#### [THE PROBLEM]
All the lines below should be set down exactly, with no picture carried into the copy.

#### [DATA SUPPLIED]
· · · · · · ·
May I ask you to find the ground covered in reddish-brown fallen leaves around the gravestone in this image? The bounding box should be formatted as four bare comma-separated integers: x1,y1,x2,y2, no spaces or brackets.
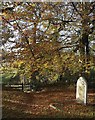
2,87,95,119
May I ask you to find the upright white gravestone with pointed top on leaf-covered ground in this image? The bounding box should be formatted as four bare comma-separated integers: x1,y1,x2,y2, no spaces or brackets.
76,77,87,105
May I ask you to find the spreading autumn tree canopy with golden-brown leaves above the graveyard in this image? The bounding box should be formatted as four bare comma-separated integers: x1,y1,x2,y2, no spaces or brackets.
1,2,95,83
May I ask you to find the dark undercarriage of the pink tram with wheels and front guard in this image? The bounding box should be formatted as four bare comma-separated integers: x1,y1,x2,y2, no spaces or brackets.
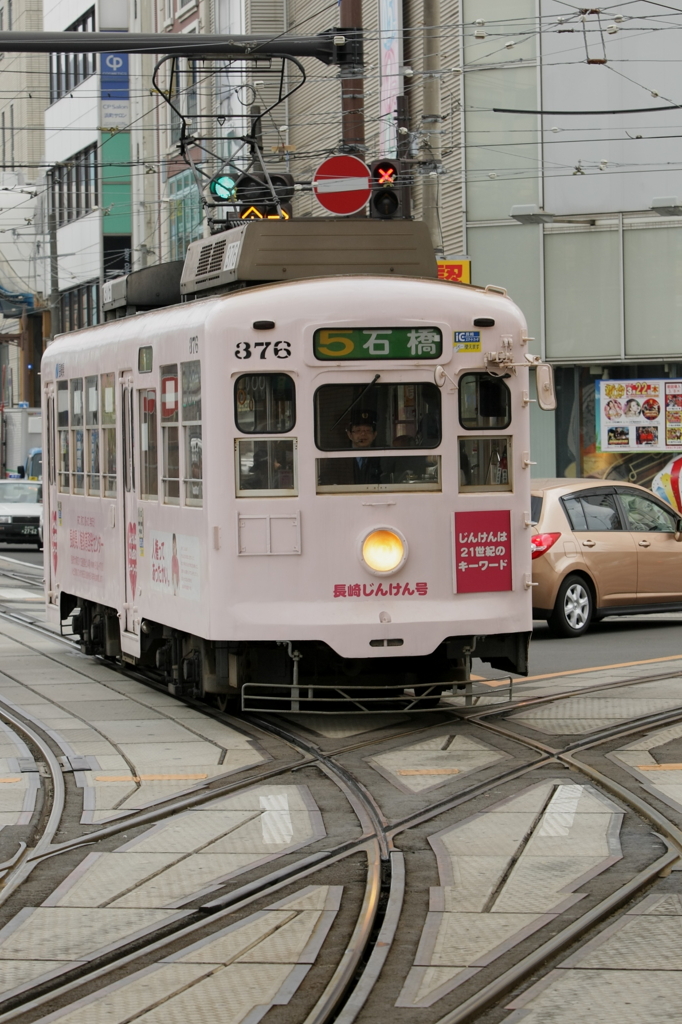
60,593,530,712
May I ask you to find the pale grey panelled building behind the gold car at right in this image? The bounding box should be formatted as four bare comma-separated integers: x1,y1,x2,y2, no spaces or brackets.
462,0,682,484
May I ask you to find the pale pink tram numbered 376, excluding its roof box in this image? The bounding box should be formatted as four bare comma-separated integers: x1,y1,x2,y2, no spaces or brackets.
42,224,552,710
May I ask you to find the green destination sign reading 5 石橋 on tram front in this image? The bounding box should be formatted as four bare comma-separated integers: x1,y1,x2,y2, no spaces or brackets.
312,327,442,361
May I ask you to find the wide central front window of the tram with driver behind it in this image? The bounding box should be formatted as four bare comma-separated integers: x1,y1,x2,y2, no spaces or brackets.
314,378,441,490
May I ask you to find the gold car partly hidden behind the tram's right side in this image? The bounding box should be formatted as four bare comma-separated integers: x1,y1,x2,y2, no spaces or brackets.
530,478,682,637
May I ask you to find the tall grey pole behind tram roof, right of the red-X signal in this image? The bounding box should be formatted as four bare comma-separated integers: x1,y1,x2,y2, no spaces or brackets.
420,0,444,259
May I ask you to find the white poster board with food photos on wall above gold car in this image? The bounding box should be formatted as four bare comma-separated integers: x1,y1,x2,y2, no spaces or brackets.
595,380,682,452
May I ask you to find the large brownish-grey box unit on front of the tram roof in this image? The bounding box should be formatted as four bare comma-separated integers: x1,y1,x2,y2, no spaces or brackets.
180,217,438,295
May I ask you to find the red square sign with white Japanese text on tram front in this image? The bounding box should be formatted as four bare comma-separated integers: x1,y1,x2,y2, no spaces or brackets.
455,510,512,594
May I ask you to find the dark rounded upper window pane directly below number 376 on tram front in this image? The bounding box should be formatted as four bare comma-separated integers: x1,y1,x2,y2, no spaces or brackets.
· · · · · · ·
#### [ANSWER SPACE]
May I ask you to find the ground covered in reddish-brown fallen leaves around the gravestone in this image? The bounding box should be formatted as four bare comma-separated integers: x1,y1,x2,y2, no spaces or brackets.
2,87,95,119
May I ask you to find the upright white gravestone with pointed top on leaf-covered ground in this image? The bounding box should be formatted as four bare comma-separated integers: x1,y1,x2,y2, no spaces or brackets.
76,77,87,105
May I ask you to find the spreading autumn tree canopy with golden-brown leaves above the graveyard in this image? The bounding box should be formatted as four bare comma-separated integers: x1,y1,x2,y2, no spaces or brackets.
1,2,95,83
May I ask you to find the dark undercarriage of the pink tram with wheels and front guard in this image? The bounding box should be formatted as four bare comma-separated integers: x1,y1,x2,y2, no spaces or brackets.
60,593,530,712
May I ask you to find the pale grey panelled building behind the gold car at right in this image? The bounding box should be formatted as four bare comma-separated integers: x1,y1,x2,y2, no spaces or brackets.
462,0,682,484
May I ask you to find the pale pink tram numbered 376, excluding its roof box in this image? The bounding box should be formatted as four bare comma-separated integers: x1,y1,x2,y2, no spaces or brackets.
42,224,552,710
May I ask you to find the green destination sign reading 5 石橋 on tram front in this image? The bounding box should be formatted as four bare comma-separated integers: x1,y1,x2,y2, no spaces or brackets.
312,327,442,361
May I ask you to find the wide central front window of the tram with driver behind it in this image? The bounding box should be formatted as four bare comma-separated integers: x1,y1,x2,y2, no spaces or brackets.
314,378,441,490
May I ask you to find the gold car partly hidden behind the tram's right side in this image? The bounding box should be formatted as four bare comma-separated integers: x1,y1,x2,y2, no spaces or brackets.
530,478,682,637
May I ask you to find the tall grey pole behind tram roof, right of the red-X signal in this image? The bounding box should be formatted as four bare comma-separated integers: x1,y1,x2,y2, no spaces or brackets.
420,0,444,259
May I ask you to find the white poster board with food photos on wall above gold car in this image? The bounding box should be formatted as four bare comma-separated integers: x1,y1,x2,y2, no spaces or brackets.
595,380,682,452
May I ask you to find the large brownish-grey box unit on front of the tram roof in this image? The bounding box should be formatted as four bare comma-separated integers: x1,y1,x2,y2, no spaces or brackets.
180,217,438,295
May I ask you to find the red square sign with white Japanese text on tram front in this image? The bounding box should be formatted as four bare comma-separated integers: x1,y1,x2,y2, no spaces or brackets.
455,510,512,594
May I ask you to find the dark rounded upper window pane directly below number 376 on tram front in this image? The bounding box should be formatted as four bare comma-separated integers: x1,y1,x2,y2, no spaces or brackets.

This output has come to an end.